§ WRITTEN REQUEST
Convert the lines between the one holding "Phrase: flat screen television" and the one holding "(1011, 322)", inclusive, into a two-column CSV headed text and answer. Give one row per text and its answer, with each field quoted and any line breaks replaced by spaces.

[Point labeling lines]
☆ ☆ ☆ ☆

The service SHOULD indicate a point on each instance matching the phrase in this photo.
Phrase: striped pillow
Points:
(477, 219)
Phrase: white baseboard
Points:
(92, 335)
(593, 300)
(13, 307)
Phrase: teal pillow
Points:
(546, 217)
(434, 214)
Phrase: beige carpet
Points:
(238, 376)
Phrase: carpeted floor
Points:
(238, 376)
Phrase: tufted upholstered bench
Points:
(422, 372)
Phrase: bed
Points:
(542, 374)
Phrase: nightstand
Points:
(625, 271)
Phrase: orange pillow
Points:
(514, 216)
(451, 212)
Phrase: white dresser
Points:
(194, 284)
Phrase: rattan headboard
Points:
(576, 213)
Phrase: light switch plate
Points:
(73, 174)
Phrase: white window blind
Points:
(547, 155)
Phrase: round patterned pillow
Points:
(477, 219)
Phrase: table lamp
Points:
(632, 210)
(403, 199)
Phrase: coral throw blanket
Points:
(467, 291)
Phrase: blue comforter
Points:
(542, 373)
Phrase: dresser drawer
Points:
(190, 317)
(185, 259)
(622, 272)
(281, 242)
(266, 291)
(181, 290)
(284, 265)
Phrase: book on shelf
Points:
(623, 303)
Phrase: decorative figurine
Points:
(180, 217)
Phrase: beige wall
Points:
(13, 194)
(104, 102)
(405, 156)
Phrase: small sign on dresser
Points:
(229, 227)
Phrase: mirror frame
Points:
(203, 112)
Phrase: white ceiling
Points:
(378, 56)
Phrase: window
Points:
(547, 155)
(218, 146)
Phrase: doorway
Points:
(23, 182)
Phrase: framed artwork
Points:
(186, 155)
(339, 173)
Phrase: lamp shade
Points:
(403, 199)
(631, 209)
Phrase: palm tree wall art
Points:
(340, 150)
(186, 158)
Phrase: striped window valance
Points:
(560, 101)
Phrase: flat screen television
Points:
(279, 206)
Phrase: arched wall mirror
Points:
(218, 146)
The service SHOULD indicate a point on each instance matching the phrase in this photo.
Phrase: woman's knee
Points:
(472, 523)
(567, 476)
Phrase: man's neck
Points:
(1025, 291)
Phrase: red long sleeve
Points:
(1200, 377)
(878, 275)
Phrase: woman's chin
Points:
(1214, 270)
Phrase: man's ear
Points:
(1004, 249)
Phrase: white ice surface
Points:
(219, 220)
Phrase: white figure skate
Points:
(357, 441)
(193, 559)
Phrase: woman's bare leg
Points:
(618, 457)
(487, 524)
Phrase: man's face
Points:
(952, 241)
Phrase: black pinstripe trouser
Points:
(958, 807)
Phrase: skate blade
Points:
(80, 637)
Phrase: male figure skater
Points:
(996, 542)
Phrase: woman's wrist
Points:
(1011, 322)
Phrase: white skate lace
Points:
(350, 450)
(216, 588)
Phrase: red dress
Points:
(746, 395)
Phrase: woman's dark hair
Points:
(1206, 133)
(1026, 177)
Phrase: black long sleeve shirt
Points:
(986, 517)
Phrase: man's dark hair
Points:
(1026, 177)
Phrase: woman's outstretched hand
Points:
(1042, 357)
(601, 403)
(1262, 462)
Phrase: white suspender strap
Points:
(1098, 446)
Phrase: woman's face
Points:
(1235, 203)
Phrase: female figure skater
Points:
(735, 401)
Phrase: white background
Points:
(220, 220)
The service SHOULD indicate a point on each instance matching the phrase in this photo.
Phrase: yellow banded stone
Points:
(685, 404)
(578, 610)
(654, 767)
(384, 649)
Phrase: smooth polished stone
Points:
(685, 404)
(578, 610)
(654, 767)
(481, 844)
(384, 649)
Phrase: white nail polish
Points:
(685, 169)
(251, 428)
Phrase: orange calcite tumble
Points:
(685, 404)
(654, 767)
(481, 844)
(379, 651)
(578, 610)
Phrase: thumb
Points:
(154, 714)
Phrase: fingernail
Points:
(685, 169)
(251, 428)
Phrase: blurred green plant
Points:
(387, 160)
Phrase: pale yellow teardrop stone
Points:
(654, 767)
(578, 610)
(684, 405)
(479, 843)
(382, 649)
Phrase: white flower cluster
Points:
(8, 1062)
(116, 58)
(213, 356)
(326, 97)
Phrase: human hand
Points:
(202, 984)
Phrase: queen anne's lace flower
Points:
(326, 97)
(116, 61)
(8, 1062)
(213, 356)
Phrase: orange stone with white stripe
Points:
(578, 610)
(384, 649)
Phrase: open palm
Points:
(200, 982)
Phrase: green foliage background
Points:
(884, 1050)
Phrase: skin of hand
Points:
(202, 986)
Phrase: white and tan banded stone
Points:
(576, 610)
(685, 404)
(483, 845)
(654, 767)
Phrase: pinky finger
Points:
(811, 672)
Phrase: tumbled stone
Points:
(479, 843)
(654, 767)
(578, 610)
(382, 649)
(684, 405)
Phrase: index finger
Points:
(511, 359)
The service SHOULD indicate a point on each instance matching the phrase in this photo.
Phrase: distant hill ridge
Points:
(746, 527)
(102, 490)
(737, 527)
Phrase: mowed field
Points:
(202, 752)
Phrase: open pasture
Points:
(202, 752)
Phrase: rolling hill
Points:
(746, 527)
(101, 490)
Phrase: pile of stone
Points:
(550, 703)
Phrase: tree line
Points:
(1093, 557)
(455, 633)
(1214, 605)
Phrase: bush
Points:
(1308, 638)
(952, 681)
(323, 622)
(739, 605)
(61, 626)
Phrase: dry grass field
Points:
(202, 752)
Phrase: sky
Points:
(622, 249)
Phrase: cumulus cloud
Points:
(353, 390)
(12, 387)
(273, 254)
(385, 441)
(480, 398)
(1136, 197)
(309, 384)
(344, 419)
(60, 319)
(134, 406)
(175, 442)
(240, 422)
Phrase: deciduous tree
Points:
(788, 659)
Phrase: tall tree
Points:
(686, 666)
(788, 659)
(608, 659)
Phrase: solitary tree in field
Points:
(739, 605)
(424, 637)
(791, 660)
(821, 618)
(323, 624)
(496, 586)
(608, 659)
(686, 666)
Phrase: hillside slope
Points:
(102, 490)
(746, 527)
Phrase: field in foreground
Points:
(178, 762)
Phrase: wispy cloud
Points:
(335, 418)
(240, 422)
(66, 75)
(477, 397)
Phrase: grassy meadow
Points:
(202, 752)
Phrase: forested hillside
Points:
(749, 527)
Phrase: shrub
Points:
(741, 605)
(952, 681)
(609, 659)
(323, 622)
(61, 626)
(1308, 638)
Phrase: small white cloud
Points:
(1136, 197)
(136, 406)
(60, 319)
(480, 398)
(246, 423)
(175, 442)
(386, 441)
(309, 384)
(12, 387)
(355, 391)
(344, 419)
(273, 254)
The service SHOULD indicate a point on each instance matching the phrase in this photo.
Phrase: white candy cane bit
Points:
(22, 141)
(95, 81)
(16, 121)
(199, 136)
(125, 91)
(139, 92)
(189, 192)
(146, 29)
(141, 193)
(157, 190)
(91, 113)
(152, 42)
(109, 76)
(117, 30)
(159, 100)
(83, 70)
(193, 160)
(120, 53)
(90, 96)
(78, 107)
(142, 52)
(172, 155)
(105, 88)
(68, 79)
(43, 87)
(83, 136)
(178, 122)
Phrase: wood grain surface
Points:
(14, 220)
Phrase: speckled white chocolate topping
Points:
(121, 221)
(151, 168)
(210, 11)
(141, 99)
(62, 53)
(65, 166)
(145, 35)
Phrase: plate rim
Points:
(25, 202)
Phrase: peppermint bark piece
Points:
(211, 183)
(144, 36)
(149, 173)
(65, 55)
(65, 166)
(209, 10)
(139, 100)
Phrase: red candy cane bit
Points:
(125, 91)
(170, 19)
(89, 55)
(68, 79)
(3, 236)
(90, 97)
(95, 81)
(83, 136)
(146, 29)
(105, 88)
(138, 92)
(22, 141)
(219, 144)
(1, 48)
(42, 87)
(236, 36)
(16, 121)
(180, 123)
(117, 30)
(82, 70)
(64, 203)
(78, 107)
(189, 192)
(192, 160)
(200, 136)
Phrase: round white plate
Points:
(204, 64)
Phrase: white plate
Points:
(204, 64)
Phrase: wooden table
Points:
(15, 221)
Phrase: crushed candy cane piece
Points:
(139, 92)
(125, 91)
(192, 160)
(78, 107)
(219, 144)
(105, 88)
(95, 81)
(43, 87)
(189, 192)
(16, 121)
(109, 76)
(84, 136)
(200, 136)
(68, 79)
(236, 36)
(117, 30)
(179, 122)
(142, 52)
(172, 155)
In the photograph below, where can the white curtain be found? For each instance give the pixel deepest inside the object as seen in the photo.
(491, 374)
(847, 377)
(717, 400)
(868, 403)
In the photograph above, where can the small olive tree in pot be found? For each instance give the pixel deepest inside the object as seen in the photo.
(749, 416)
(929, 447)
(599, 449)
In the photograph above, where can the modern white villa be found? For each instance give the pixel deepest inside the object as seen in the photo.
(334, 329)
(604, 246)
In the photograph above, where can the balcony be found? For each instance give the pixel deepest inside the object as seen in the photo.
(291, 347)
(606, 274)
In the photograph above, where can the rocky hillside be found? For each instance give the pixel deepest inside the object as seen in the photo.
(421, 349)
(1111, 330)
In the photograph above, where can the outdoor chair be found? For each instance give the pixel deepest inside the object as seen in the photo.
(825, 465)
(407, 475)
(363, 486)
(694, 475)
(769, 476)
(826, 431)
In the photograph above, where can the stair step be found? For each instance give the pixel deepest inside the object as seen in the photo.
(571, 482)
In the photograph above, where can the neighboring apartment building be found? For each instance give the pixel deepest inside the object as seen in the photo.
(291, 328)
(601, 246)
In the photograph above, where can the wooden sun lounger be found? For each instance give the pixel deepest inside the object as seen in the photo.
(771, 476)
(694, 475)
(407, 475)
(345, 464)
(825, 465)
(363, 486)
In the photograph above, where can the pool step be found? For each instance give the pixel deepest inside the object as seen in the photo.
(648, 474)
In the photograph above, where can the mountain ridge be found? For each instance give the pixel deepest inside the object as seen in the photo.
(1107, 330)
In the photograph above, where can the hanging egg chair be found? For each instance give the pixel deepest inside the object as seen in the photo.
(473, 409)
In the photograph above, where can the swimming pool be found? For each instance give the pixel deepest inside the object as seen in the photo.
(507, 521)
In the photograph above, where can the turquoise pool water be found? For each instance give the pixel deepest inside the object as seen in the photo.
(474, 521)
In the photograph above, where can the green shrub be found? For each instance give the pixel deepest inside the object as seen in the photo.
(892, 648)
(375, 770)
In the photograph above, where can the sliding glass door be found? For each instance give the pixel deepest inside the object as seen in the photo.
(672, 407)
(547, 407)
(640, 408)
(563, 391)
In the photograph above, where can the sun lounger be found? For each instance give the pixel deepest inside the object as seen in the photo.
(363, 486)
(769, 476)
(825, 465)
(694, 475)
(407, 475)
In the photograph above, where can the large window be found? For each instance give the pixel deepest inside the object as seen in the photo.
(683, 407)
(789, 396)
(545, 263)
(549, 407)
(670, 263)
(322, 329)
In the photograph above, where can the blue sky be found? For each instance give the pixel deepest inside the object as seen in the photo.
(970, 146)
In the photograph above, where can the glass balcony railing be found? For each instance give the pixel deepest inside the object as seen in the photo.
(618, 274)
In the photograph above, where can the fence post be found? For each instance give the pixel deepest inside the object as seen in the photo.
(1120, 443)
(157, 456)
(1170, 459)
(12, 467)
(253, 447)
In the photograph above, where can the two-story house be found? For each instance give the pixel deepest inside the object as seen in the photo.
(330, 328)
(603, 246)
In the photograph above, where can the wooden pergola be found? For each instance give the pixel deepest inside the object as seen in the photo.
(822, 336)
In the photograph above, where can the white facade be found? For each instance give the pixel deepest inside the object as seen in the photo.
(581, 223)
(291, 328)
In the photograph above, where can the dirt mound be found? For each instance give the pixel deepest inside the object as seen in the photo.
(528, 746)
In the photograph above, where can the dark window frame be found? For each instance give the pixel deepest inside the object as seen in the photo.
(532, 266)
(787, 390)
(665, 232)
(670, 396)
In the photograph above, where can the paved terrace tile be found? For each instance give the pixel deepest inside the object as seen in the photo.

☆ ☆ ☆ ☆

§ THE OUTPUT
text,answer
"Phrase: flat screen television Points:","(279, 206)"
"Phrase: arched wall mirror Points:","(218, 146)"
"The service SHOULD indicate a point on each instance matching the phrase in this photo. Phrase: woman's knee Points:","(472, 523) (567, 476)"
"Phrase: man's neck Points:","(1025, 291)"
"Phrase: red long sleeve Points:","(1200, 377) (878, 275)"
"Phrase: woman's chin Points:","(1214, 270)"
"Phrase: man's ear Points:","(1004, 249)"
"Phrase: white ice surface Points:","(219, 220)"
"Phrase: white figure skate Points:","(357, 441) (193, 559)"
"Phrase: woman's bare leg Points:","(618, 457) (487, 524)"
"Phrase: man's face Points:","(952, 241)"
"Phrase: black pinstripe trouser Points:","(958, 807)"
"Phrase: skate blade Points:","(80, 637)"
"Phrase: male figure skater Points:","(996, 542)"
"Phrase: woman's wrist Points:","(1011, 322)"